_JOB:_
Can you print, unchanged, the part of the data below that starts with the line containing "segment television screen" and ends with the line containing "M 779 69 L 891 27 L 891 0 L 779 0 Z", including both of those lines?

_DATA EXTRACT:_
════════
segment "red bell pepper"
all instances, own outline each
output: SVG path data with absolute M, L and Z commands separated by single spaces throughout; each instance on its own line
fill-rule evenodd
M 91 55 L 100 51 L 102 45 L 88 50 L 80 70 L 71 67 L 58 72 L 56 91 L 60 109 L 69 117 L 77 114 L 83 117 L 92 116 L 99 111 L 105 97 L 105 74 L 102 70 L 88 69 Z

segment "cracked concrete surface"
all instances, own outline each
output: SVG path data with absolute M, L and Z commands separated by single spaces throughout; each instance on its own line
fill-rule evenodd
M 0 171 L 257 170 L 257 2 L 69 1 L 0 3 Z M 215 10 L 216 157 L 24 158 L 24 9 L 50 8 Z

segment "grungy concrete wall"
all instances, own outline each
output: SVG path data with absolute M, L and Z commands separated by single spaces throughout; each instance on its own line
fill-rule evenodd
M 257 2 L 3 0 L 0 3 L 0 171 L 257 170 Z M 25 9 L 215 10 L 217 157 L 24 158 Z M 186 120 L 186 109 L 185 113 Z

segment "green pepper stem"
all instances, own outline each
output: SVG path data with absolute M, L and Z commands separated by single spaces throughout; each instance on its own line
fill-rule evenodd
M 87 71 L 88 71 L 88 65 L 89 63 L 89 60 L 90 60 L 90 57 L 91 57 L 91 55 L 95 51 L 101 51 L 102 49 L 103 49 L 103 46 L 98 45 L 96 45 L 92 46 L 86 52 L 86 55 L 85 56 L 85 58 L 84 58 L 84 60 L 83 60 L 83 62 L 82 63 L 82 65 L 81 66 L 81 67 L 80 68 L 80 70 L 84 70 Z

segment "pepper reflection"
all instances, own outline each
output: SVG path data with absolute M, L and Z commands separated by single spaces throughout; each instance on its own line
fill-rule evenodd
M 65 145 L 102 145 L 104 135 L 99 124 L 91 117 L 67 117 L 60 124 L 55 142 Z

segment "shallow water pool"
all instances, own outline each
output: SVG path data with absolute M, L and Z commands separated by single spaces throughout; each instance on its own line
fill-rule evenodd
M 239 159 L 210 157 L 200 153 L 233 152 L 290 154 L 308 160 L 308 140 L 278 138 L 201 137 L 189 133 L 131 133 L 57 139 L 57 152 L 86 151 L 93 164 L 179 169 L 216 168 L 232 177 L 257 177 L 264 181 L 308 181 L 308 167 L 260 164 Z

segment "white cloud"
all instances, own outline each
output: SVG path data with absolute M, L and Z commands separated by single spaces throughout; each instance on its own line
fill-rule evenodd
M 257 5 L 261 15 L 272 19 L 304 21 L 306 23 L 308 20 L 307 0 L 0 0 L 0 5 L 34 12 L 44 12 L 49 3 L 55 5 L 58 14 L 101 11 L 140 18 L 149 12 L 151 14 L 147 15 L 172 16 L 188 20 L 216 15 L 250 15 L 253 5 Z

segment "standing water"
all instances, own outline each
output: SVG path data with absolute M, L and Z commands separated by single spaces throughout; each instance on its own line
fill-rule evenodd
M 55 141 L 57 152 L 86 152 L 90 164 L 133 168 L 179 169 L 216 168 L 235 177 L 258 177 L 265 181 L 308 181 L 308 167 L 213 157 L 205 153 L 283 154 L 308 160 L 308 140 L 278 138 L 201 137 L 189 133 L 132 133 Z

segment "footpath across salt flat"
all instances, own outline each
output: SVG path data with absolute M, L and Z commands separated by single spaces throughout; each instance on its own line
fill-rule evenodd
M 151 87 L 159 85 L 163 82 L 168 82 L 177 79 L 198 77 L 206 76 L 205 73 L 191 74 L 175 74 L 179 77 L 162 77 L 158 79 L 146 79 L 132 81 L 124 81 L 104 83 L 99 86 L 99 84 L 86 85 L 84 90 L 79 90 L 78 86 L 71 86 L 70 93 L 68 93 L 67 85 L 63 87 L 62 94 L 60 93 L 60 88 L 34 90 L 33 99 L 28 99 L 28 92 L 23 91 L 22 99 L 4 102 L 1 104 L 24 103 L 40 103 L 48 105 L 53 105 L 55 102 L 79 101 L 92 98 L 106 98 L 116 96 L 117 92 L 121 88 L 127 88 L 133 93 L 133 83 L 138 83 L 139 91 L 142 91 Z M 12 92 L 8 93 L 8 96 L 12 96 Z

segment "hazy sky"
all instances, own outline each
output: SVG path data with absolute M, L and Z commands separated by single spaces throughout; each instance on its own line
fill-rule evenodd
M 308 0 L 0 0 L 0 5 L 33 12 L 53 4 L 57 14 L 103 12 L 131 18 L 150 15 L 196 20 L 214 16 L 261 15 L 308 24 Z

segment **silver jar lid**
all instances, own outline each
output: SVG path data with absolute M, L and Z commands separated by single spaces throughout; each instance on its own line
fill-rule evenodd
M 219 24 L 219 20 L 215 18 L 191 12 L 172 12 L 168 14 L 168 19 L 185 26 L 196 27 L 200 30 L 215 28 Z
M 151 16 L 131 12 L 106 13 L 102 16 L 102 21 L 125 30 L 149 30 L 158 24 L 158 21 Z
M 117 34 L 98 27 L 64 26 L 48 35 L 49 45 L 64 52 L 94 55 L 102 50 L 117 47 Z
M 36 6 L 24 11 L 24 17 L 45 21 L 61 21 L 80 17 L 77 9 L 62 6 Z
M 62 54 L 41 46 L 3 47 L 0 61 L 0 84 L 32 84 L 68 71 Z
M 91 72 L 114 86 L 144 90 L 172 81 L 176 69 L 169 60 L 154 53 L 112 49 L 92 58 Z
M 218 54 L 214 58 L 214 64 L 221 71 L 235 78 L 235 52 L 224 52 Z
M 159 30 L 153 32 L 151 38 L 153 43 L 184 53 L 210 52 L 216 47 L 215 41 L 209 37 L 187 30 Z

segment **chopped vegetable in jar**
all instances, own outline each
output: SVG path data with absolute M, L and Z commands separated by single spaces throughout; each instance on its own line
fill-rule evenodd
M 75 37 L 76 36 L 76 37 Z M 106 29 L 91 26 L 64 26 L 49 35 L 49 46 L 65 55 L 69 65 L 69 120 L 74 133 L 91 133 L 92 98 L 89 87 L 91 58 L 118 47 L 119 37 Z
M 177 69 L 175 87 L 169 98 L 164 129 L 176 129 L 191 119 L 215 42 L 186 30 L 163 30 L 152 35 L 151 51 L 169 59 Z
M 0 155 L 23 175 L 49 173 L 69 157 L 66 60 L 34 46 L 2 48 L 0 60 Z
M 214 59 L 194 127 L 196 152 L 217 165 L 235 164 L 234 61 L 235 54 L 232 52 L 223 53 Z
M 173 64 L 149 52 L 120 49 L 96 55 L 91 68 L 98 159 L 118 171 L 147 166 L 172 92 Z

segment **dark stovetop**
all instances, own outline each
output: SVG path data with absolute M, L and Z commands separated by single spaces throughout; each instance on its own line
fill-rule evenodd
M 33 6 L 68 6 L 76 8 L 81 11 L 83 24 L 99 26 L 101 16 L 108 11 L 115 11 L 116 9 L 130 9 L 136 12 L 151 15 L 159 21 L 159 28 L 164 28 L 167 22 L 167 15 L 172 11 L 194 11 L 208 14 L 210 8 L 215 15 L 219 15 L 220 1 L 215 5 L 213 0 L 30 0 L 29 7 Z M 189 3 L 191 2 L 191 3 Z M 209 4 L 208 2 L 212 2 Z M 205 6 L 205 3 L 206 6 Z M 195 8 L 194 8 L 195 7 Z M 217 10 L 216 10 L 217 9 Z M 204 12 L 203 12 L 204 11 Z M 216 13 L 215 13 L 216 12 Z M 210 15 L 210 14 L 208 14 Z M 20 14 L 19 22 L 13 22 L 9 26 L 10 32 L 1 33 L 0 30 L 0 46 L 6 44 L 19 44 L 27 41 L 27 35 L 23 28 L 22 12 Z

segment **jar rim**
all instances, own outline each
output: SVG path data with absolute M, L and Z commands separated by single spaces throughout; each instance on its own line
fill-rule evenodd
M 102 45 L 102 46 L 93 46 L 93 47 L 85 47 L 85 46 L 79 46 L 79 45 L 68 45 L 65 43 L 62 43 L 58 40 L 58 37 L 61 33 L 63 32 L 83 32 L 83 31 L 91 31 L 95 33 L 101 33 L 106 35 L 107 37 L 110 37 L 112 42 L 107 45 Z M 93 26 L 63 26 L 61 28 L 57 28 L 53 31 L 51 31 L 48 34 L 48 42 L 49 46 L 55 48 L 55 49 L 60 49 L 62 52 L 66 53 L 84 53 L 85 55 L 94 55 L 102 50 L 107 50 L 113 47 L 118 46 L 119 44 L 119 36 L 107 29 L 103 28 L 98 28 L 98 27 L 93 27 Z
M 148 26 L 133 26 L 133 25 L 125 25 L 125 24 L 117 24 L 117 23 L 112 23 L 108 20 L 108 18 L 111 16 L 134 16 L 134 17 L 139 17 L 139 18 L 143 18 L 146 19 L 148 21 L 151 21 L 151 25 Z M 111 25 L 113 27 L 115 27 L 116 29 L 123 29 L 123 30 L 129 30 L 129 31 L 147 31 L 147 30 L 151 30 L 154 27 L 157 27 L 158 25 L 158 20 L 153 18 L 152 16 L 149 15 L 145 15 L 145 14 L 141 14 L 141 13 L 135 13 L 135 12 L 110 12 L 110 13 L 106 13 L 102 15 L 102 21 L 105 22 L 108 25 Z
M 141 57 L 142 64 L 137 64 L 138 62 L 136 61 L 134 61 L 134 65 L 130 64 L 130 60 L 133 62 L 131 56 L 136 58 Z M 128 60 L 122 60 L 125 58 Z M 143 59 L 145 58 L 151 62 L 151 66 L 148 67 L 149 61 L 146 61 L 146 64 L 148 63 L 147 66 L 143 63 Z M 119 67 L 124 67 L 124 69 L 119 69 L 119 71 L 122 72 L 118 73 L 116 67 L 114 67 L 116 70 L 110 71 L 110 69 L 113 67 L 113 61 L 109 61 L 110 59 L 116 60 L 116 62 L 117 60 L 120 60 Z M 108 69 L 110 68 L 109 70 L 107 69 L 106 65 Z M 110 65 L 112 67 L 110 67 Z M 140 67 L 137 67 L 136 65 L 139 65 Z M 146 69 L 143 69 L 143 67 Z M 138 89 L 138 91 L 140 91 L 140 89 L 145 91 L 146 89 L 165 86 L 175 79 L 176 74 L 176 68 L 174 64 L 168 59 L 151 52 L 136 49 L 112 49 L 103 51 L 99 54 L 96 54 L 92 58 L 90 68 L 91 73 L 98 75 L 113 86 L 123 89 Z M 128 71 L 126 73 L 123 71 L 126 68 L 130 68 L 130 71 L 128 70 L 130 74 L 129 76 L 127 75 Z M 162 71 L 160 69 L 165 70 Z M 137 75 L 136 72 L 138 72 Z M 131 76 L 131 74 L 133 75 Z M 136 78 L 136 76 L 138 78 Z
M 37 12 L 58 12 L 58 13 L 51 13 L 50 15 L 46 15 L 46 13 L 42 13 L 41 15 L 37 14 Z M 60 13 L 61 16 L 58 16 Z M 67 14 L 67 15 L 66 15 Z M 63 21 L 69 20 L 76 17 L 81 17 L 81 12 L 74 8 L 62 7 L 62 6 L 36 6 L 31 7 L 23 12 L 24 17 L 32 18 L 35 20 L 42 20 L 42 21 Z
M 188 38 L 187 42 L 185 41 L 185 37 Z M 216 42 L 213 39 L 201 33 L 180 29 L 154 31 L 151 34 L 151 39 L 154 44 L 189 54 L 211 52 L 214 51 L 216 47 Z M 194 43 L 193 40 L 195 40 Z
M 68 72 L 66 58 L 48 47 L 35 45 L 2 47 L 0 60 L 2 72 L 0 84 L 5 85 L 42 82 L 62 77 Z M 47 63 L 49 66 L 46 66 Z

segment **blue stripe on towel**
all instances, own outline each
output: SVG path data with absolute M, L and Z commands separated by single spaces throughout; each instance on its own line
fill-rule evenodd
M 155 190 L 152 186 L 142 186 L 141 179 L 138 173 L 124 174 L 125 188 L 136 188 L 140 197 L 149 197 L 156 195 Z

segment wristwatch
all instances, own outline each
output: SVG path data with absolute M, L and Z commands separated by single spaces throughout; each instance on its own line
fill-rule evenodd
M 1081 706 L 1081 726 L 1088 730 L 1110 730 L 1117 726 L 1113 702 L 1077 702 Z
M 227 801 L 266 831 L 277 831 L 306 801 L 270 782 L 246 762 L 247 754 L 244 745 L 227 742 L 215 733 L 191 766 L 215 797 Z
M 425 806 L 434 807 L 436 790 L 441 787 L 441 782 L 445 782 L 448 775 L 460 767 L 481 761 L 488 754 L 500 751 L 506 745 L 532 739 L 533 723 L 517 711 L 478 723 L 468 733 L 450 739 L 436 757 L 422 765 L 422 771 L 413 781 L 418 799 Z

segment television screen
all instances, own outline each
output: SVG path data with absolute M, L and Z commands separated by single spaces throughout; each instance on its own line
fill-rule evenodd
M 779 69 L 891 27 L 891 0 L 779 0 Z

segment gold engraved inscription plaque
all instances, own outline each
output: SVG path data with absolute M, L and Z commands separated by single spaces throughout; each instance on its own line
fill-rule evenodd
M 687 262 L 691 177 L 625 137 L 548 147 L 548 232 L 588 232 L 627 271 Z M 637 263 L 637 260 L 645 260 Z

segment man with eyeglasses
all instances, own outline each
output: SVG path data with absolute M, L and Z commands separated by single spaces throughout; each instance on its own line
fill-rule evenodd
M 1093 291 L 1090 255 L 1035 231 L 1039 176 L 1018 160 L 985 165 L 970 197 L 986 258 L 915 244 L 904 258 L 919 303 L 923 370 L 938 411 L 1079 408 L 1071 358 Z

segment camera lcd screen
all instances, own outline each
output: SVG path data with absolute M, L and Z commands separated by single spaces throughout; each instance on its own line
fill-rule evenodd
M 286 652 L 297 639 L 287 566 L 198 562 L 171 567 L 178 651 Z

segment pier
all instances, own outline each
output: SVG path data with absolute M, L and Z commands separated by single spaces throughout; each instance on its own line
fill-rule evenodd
════════
_ANSWER:_
segment television screen
all instances, own outline each
output: SVG path data with absolute M, L and Z commands separated by single spaces throughout; each instance on its own line
fill-rule evenodd
M 779 69 L 891 27 L 891 0 L 779 0 Z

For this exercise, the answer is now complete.